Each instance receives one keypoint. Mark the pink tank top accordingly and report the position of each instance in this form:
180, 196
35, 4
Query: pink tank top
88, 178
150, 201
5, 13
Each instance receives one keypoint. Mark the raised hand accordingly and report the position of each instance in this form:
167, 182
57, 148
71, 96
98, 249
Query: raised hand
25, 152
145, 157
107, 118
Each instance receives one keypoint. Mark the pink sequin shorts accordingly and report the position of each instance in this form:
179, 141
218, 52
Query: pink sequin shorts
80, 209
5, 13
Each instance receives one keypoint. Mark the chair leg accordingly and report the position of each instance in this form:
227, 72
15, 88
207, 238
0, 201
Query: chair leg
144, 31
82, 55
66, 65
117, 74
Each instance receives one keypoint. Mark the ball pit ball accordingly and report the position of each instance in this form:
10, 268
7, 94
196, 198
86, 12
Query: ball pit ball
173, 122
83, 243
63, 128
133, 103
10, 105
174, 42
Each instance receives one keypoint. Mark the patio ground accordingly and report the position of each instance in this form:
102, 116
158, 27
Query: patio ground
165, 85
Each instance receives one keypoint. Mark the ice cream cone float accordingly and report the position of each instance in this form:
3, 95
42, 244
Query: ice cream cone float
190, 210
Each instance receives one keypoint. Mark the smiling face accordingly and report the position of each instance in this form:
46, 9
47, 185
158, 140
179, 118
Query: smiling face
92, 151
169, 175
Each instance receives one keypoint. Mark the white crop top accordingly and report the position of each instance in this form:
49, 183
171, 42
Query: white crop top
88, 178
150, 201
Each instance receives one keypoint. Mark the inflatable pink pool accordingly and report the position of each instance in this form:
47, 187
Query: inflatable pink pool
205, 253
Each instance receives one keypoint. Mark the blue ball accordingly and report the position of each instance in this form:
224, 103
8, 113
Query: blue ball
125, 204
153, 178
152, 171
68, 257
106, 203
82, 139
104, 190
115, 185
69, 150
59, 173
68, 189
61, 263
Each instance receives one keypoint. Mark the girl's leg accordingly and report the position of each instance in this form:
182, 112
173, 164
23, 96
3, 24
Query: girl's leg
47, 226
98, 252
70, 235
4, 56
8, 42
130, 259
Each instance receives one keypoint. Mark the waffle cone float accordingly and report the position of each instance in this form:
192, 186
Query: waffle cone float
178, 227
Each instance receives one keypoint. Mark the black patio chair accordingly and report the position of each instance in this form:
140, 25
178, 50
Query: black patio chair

++++++++

● Objective
Rewrite all of the records above, replacing every occurrence of "keypoint" with "marker" and leaving everything else the same.

● Full answer
Each instance receives one marker. Mark the pink tank top accordingly and report the position of each instance in this form:
180, 196
35, 4
Query: pink tank top
88, 178
150, 201
5, 13
Each instance receives one marker. Mark the raised hand accordingly and report the position of each instance in this form:
167, 182
57, 148
71, 96
98, 249
Query: raised hand
25, 152
145, 157
107, 118
Each instance receives one marker. Mark the pink sequin shorts accordingly and report the position of each instance in this form:
179, 141
218, 52
Query: pink sequin shorts
80, 209
5, 13
Each instance receives one marker. Mark the chair leg accordingly and report the position of each instance in this form:
227, 72
15, 88
207, 238
0, 201
Query: chair leg
144, 31
82, 55
66, 65
117, 74
Each instance receives one marker. Mark the ball pit ball accordingly and report the position of each instance in this form:
10, 268
7, 94
196, 198
86, 12
Query: ball pit ball
173, 122
83, 243
63, 128
133, 103
10, 105
174, 42
Each instance receives one marker. Mark the patio ground accordingly and report the position of each instance in this form:
102, 116
158, 27
Query: patio ground
165, 85
Each instance receives one marker. Mark the ice cream cone float accordingly and report the position of each instance in this form:
3, 95
42, 244
Query: ice cream cone float
190, 210
Each instance receives one marker. Mark the smiling face accordingly and report the position of each instance in this form:
46, 9
47, 185
158, 140
179, 118
Query: smiling face
92, 151
169, 175
Each instance receives one marker. Mark the white crop top accordingly and report the position of each instance in this form:
49, 183
171, 42
Query: white crop top
88, 178
150, 201
Each instance receives one marker. Mark the inflatable pink pool accordingly and report the position of each instance in this form:
47, 187
Query: inflatable pink pool
205, 253
Each instance receives one marker. Mark the blue ball accordingly and report the position of each instance in this form:
224, 103
8, 113
Query: blue ball
125, 204
153, 178
152, 171
68, 257
106, 203
82, 139
104, 190
115, 185
69, 150
59, 173
68, 189
61, 263
Each instance receives one marker. Mark the girl's leg accordingly and report the position of each instance in this form:
182, 112
173, 164
23, 96
3, 24
Query: girl's leg
47, 226
98, 252
70, 235
4, 56
8, 42
130, 259
Each instance receives one marker. Mark the waffle cone float accordingly and report the position of each instance in this form:
192, 186
Query: waffle cone float
178, 227
Each instance receives one marker. Mark the black patio chair accordingly and report the position of each instance in this form:
140, 25
178, 50
Query: black patio chair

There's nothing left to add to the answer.